**Text shown:**

=====

I’m going to start by encouraging you to read two articles — one is from Withum, a trusted accounting firm with a team that specializes in this industry. It’s to-the-point, instructional, and a solid reference.

The other is no surprise: my favorite tax writer, Tony Nitti, breaks it down and explains the details like few others can, with analysis and humor. If you actually intend on applying for one of these, skip the rest of my post and just switch to his most recent Forbes article. My post is simply a summary of his article, for those who aren’t sure if they might be interested and just want to learn about the basics.

And with that… there are three types of requirements: qualifying category; business requirements; and venue requirements. His article lists them in detail, but as a summary:

I. Qualifying Category Requirements

Category 1: Live venue operators or promoters, theatrical producers, or live performing arts organization operators
a) Organize/Promote/Produce/Manage/Host Life Performances
b) Ticket Brokers

Category 2: Relevant Museum

Category 3: Motion Picture Theater Operator

Category 4: Talent Representative

II. Business Requirements

1. It must have been fully operational on February 29, 2020;
2. Had a 75% of gross revenue during any quarter of 2020 over the same quarter in 2019;
3. Intends or has resumed operations (requirements differ based on which category);
4. Cannot be publicly traded or have received more than 10% of its revenue during 2019 from federal funding;
5. Cannot have MORE THAN TWO of the following characteristics:
– Locations in more than one country,
– Locations in more than 10 states, or
– More than 500 employees as of February 29, 2020.

=====

**Natural-language object grounding items:**

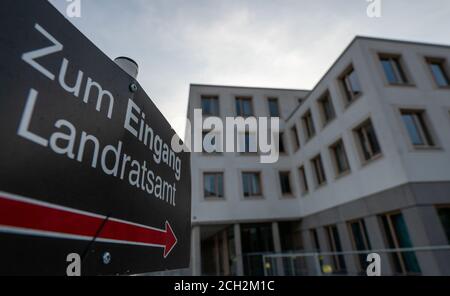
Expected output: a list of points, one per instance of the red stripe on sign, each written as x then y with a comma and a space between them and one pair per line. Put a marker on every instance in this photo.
24, 213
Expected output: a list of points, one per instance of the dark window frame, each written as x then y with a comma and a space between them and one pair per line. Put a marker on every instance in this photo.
339, 168
211, 98
319, 170
259, 191
218, 195
240, 107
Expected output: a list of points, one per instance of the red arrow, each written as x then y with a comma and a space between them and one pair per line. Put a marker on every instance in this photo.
26, 216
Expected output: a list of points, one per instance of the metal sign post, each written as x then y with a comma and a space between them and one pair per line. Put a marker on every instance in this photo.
87, 165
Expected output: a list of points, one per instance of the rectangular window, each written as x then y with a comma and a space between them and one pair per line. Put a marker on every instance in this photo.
274, 109
444, 216
439, 72
248, 143
417, 129
303, 180
351, 86
393, 69
308, 125
315, 240
335, 247
339, 156
285, 183
281, 146
244, 107
213, 185
360, 240
326, 109
319, 170
367, 141
252, 184
397, 237
210, 105
211, 142
295, 138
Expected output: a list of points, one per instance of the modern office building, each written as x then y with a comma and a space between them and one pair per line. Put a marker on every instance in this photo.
364, 165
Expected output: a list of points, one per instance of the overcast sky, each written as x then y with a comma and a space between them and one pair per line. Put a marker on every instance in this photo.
268, 43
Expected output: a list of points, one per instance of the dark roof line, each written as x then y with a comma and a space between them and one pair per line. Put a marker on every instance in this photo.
349, 46
253, 87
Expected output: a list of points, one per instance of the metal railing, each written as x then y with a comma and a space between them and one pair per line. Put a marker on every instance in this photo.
429, 260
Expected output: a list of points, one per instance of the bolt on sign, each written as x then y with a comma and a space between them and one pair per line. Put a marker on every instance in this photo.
87, 165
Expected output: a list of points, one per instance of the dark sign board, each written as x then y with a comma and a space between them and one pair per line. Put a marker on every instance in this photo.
87, 171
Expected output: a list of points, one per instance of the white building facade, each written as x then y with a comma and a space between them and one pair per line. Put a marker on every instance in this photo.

=====

**What this task involves:**
Set down everything in the requirements summary above from "Category 4: Talent" down to "February 29, 2020.", word for word.

**Solution to this task:**
Category 4: Talent Representative

II. Business Requirements

1. It must have been fully operational on February 29, 2020;
2. Had a 75% of gross revenue during any quarter of 2020 over the same quarter in 2019;
3. Intends or has resumed operations (requirements differ based on which category);
4. Cannot be publicly traded or have received more than 10% of its revenue during 2019 from federal funding;
5. Cannot have MORE THAN TWO of the following characteristics:
– Locations in more than one country,
– Locations in more than 10 states, or
– More than 500 employees as of February 29, 2020.